Task input
....................
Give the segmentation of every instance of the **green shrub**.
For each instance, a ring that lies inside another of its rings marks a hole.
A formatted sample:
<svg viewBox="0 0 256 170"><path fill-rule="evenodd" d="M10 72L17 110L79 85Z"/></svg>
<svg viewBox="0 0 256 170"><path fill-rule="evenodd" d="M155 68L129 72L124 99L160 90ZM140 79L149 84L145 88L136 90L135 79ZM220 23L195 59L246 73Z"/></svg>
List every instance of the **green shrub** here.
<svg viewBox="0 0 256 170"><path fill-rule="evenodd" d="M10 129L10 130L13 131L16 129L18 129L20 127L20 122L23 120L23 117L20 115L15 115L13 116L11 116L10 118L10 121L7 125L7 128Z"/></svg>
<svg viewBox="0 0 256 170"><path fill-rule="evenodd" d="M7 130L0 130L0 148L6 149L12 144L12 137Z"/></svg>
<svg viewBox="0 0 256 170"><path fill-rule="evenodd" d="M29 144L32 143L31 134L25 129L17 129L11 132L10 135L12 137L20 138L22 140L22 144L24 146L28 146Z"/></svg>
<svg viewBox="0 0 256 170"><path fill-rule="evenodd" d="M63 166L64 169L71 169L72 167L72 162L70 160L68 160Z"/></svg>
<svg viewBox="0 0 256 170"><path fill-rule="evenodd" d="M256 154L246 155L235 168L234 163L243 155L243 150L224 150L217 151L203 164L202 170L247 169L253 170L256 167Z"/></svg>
....................
Written instruction
Reproduce the lines above from the start of the entries through the line containing "List every instance", swapping "green shrub" for "dry bush" and keeping everything else identical.

Correct output
Give the segmentation of every instance of the **dry bush**.
For each instance, a ring that lies inside another of its rings marks a hole.
A formatted sample:
<svg viewBox="0 0 256 170"><path fill-rule="evenodd" d="M10 72L17 110L79 85Z"/></svg>
<svg viewBox="0 0 256 170"><path fill-rule="evenodd" d="M155 68L129 72L124 99L160 90ZM140 79L149 84L145 88L136 90L135 79ZM220 23L195 59L246 73Z"/></svg>
List every instance of the **dry bush** here.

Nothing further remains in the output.